§ **Приведённый отрывок**:
───

В.С.   Да, все с этого начинается. То же самое и в России. Не определив права собственности на землю, вы не можете развиваться. Вы не можете построить капитализм, или, как по‑другому можно это назвать, «более эффективную экономическую систему». Очень характерно, что Тайвань, Япония после Второй мировой, Южная Корея начинали с проведения земельной реформы. А вы знаете, кто проводил эту земельную реформу? Русские. Этнические русские, в частности чиновник американского министерства сельского хозяйства. И он говорил, что если мы не хотим здесь победы коммунистов, то мы должны предоставить людям, которые работают на земле, права собственности на эту землю. Да, не отрицал он, потом будут происходить пертурбации, она будет концентрироваться, но тем не менее это необходимо сделать. Это реформа латифундий на самом деле разрушила помещичье хозяйство, скажем, в той же Японии. Там вследствие реформы нельзя было иметь участок больше трех гектаров, если ты на нем работаешь, и только одного гектара, если не работаешь. И что это дало? Толчок. Японцы обеспечили себя собственным рисом, и еще, что очень интересно, до Второй мировой войны японская деревня считалась питательной базой левых настроений. После Второй мировой войны, после проведения реформы, кстати, как и в Южной Корее, на Тайване, они превратились в оплот консерватизма. Собственность! Вы хотите ее — и это гарантирует ваше законопослушное поведение.

Л.Д.  Ведь собственник может просто продать землю и уйти в город. Какая гарантия?

В.С.   Она держит тех, кто хочет на ней работать. У вас должен быть шанс, это не означает, что к земле вас приковывают, это не переходный период от феодализма к буржуазному строю, не крепостное право; но этот шанс должен быть. В России постоянные ламентации: плохая правовая система, неопределенность того‑то и того‑то; но начинается все с этого — с права на собственность. Вы не знаете, что вам принадлежит!

───

Записи из набора данных:
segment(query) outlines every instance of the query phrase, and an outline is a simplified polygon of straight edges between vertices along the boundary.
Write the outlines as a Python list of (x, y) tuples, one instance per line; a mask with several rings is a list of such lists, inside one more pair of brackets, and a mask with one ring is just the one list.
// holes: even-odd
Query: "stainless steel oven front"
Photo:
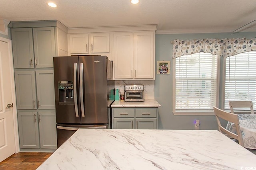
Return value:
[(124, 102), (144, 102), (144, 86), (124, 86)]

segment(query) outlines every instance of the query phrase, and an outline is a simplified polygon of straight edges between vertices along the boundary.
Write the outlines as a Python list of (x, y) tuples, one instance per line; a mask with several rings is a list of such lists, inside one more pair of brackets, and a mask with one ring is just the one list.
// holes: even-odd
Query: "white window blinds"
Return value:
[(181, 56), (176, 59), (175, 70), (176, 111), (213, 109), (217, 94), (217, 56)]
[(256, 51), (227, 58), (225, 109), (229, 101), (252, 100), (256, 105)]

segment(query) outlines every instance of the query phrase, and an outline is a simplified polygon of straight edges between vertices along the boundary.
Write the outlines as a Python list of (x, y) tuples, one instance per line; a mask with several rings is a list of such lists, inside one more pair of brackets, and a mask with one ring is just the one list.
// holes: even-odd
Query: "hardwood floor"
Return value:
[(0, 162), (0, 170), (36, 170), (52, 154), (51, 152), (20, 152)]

───

§ **Набор заданий**:
1. Замените в записях из набора данных «Return value» на «Result», оставив всё остальное без изменений, и приведите все записи целиком. Изображения в ответ не включайте.
2. Продолжите отрывок беседы о праве собственности на землю, начиная с места, где он заканчивается.

§ **Письменные ответы**:
1.
segment(query) outlines every instance of the query phrase, and an outline is a simplified polygon of straight edges between vertices along the boundary.
Write the outlines as a Python list of (x, y) tuples, one instance per line; a mask with several rings is a list of such lists, inside one more pair of brackets, and a mask with one ring is just the one list.
// holes: even-odd
Query: "stainless steel oven front"
Photo:
Result:
[(124, 102), (144, 102), (144, 86), (124, 86)]

segment(query) outlines every instance of the query phrase, and an outline is a simplified polygon of straight edges between vertices along the boundary.
Write the outlines as a Python list of (x, y) tuples, one instance per line; a mask with several rings is a list of such lists, inside one more pair of brackets, and a mask with one ring is just the one list.
// holes: even-odd
Query: "white window blinds"
Result:
[(181, 56), (176, 59), (175, 70), (176, 111), (213, 109), (217, 94), (217, 56)]
[(256, 51), (227, 58), (225, 109), (229, 101), (252, 100), (256, 105)]

segment(query) outlines every instance of the query phrase, and an outline is a simplified polygon of straight edges between vertices along the boundary.
Write the outlines as a Python list of (x, y) tuples, one instance per line; a mask with several rings is a list of such lists, inside one more pair of brackets, and a mask with one ring is just the one list.
// holes: even-odd
Query: "hardwood floor"
Result:
[(0, 162), (0, 170), (36, 170), (52, 154), (51, 152), (20, 152)]

2.
Д.З.   С моей точки зрения, кроме физического владения землей, важно еще и символическое владение. Нужно не только владеть, но и воспроизводить пространство — символически, об этом французский философ Лефевр написал книгу «Производство пространства». И многие антропологи говорят о символическом пространстве вообще. Это связано с сакрализацией. Для современного мира характерен упадок традиционной сакральности, тогда как в традиционных первобытных обществах все пространство тотально сакрализовано — и земля используется под храмы, под сельское хозяйство, под какие‑то ритуалы. А когда приходит современность, модерн, начинается упадок этих сакральных пространств. Профанный человек может все: у него есть оружие, есть техника; но оказывается, что, с одной стороны, он может эффективно управлять разными материями через средства массовой информации, с другой стороны, он испытывает дефицит традиционной сакральности. И этот дефицит порождает всякое сектантство, парарелигии, псевдорелигии. Земля, образ земли — архетипический для человека вообще, социального существа, даже когда он не занимался сельским хозяйством, а был чистым охотником или кочевником.

Л.Д.  Как земля определяет судьбу государства, которое на этой земле располагается, и как структурирует психику людей, которые там живут?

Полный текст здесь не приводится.